=== What the exercise asks ===
Reproduce the full set of records verbatim.
[Material for the task — start]
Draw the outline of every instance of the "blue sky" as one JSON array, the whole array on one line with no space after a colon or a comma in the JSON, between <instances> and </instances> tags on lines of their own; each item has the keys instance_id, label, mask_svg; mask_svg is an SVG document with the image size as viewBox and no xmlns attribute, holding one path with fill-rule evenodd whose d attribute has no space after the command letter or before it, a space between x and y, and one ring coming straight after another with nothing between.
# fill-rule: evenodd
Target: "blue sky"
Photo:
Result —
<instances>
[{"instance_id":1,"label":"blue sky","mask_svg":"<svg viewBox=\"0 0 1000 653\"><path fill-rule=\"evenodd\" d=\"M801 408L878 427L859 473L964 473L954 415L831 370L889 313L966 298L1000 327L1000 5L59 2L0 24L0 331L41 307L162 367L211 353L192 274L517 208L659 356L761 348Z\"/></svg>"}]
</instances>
[Material for the task — finish]
=== Reply to the exercise ===
Draw the outline of every instance of the "blue sky" as one JSON array, the whole array on one line with no space after a colon or a comma in the JSON, between <instances> and </instances> tags on lines of their own; each item has the keys instance_id, label, mask_svg; mask_svg is an SVG document with the image size as viewBox and no xmlns attribute, holding one path with fill-rule evenodd whose d attribute has no space after the command letter or before it, a space between x and y, and one ring coming straight after another with nothing between.
# fill-rule: evenodd
Target: "blue sky"
Photo:
Result —
<instances>
[{"instance_id":1,"label":"blue sky","mask_svg":"<svg viewBox=\"0 0 1000 653\"><path fill-rule=\"evenodd\" d=\"M801 408L878 427L859 473L964 473L954 415L831 370L889 313L966 298L1000 327L1000 5L59 2L0 24L0 331L41 307L162 367L211 353L192 274L517 208L659 356L761 348Z\"/></svg>"}]
</instances>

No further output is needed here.